• [YOUR TASK]:
Your task is to repeat exactly the lines below between the line holding "Put one point on each instance of the flowering" and the line holding "Put one point on each instance of the white daisy", inclusive, and only those.
◆ ◆ ◆ ◆ ◆ ◆ ◆
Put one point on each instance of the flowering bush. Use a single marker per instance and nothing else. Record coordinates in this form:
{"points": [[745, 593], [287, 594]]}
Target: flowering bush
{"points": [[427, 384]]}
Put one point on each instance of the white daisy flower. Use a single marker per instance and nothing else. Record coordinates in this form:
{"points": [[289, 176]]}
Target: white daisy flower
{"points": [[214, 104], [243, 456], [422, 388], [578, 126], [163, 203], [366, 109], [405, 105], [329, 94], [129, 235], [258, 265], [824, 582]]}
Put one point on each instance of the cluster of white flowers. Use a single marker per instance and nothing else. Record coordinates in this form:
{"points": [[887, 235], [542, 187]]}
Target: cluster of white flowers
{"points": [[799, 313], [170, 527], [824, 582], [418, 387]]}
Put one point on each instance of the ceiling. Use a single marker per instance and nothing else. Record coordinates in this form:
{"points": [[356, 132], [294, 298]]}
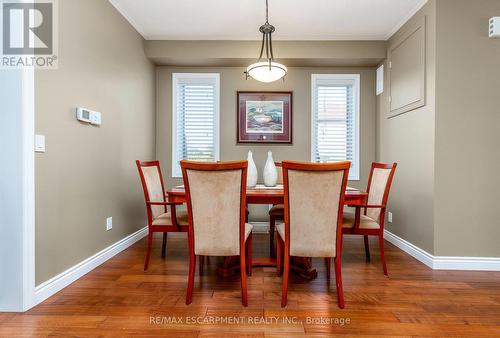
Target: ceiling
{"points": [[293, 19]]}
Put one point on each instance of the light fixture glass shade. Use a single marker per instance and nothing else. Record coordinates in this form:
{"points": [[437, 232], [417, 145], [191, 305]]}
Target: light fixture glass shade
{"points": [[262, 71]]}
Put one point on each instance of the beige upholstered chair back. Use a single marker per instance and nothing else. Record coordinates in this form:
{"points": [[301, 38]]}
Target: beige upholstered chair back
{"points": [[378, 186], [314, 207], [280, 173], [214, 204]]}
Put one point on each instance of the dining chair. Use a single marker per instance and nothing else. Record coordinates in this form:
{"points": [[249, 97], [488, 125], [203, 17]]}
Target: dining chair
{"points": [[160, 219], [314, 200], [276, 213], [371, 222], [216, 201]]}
◆ ◆ ◆ ◆ ◆ ◆ ◆
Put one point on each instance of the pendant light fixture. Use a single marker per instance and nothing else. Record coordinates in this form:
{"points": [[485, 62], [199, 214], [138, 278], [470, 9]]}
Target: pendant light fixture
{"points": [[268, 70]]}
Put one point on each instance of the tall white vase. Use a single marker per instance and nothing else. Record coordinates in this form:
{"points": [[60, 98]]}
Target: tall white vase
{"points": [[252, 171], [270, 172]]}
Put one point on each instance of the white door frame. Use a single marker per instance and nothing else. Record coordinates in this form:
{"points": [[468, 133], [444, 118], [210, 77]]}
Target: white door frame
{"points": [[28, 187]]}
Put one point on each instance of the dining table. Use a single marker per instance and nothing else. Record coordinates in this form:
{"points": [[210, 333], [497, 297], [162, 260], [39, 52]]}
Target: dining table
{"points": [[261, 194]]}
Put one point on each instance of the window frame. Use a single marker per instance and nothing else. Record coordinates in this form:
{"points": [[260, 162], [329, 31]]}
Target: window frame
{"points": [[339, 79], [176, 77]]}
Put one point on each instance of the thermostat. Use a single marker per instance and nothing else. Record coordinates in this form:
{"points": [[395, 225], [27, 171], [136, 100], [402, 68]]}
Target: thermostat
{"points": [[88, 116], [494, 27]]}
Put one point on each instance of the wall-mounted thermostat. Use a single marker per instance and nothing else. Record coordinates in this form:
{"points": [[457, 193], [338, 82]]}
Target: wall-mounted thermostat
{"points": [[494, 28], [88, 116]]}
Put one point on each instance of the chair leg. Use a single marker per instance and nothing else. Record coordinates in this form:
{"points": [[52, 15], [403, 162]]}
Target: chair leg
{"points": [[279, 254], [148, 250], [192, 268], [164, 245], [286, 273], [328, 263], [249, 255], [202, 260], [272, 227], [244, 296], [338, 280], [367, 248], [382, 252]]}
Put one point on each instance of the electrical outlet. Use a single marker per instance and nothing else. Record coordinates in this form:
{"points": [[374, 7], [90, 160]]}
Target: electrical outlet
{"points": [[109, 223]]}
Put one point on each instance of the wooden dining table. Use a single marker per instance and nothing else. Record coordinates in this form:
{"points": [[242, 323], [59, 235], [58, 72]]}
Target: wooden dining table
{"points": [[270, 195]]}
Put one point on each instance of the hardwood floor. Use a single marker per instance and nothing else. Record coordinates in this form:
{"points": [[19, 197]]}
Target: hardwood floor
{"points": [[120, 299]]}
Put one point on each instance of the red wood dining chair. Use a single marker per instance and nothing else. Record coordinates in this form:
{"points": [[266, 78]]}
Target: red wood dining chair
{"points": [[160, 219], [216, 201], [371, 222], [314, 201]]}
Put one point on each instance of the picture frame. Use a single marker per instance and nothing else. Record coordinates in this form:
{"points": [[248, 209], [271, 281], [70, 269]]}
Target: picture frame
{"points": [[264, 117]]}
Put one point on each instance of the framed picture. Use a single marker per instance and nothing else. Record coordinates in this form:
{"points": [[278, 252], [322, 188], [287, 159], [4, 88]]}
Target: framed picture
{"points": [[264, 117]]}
◆ ◆ ◆ ◆ ◆ ◆ ◆
• [TASK SOLUTION]:
Put one point on each instance of the flowering bush. Use a single marker per instance and nothing else. Record coordinates in this form:
{"points": [[745, 593], [287, 594]]}
Target: flowering bush
{"points": [[427, 384]]}
Put one point on each instance of the white daisy flower. Use a single marker per instance and nothing else. Record coordinates in this form:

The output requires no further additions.